Problem statement: Copy everything in the passage on home loans from "Several different types" down to "full percentage point.", substituting "monthly installment" for "monthly payment".

Excerpt to read:
----

As of 2019 the conforming loan limit across the United States is set to $454,350, with a ceiling of 150% that amount in areas where median home values are higher. Local affordability makes the $454,350 ceiling apply across the state for single unit homes. Dual unit homes have a limit of $620,200, triple unit homes have a limit of $749,650 & quadruple unit homes have a limit of $931,600. Home buyers who are borrowing more than the above amounts to purchase premium properties will likely need to obtain a jumbo mortgage. Jumbo loans typically have a slightly higher rate of interest than conforming mortgages, though spreads vary based on credit market conditions.
Several different types of home loans are available in the Liberty and Independence State. Fixed-rate loans are very common, and the terms include thirty, twenty, fifteen, and ten years. The longer the life of the mortgage, the lower the monthly payment will be, which is why the 30-year loan is the most popular. The downside of this, however, is that the APR is higher compared to shorter-term loans. The difference can be as large as a full percentage point.
In addition to conventional 30-year and 15-year fixed-rate mortgages, lenders offer a wide variety of adjustable rate mortgages (ARM’s). While these instruments have lost some of their attractiveness during the recession, there are still circumstances where they offer the only way for a borrower to qualify. Properly structured (that is, with strict limits on how much the rate can fluctuate), such loans are still a legitimate way for borrowers to purchase a home and start building equity while establishing their credit so as to qualify for conventional loans upon the ARM’s expiration. These loans provide interest rates that fluctuate, as the name implies. The APR is usually fixed for an initial term, such as three, five, seven or ten years. Then the rate adjusts depending on the performance of a referenced index rate, usually once per year; but it can change more frequently. The loan agreement may state in detail how frequently the APR can change, and it may also include a rate cap to prevent large changes.
Balloon mortgages are another route for aspiring homeowners. Balloon mortgages are when a large portion of the borrowed principle is repaid in a single payment at the end of the loan period. Balloon loans are not common for most residential buyers, but are more common for commercial loans and people with significant financial assets.

----

Dataset extract:
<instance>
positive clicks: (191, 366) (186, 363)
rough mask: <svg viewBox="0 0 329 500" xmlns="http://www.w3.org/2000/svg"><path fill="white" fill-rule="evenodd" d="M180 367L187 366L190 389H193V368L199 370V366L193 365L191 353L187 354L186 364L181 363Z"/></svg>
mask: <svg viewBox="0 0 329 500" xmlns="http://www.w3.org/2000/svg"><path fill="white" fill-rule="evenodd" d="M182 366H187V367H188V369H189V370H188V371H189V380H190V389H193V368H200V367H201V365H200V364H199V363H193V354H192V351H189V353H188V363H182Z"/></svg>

----

Answer box:
Several different types of home loans are available in the Liberty and Independence State. Fixed-rate loans are very common, and the terms include thirty, twenty, fifteen, and ten years. The longer the life of the mortgage, the lower the monthly installment will be, which is why the 30-year loan is the most popular. The downside of this, however, is that the APR is higher compared to shorter-term loans. The difference can be as large as a full percentage point.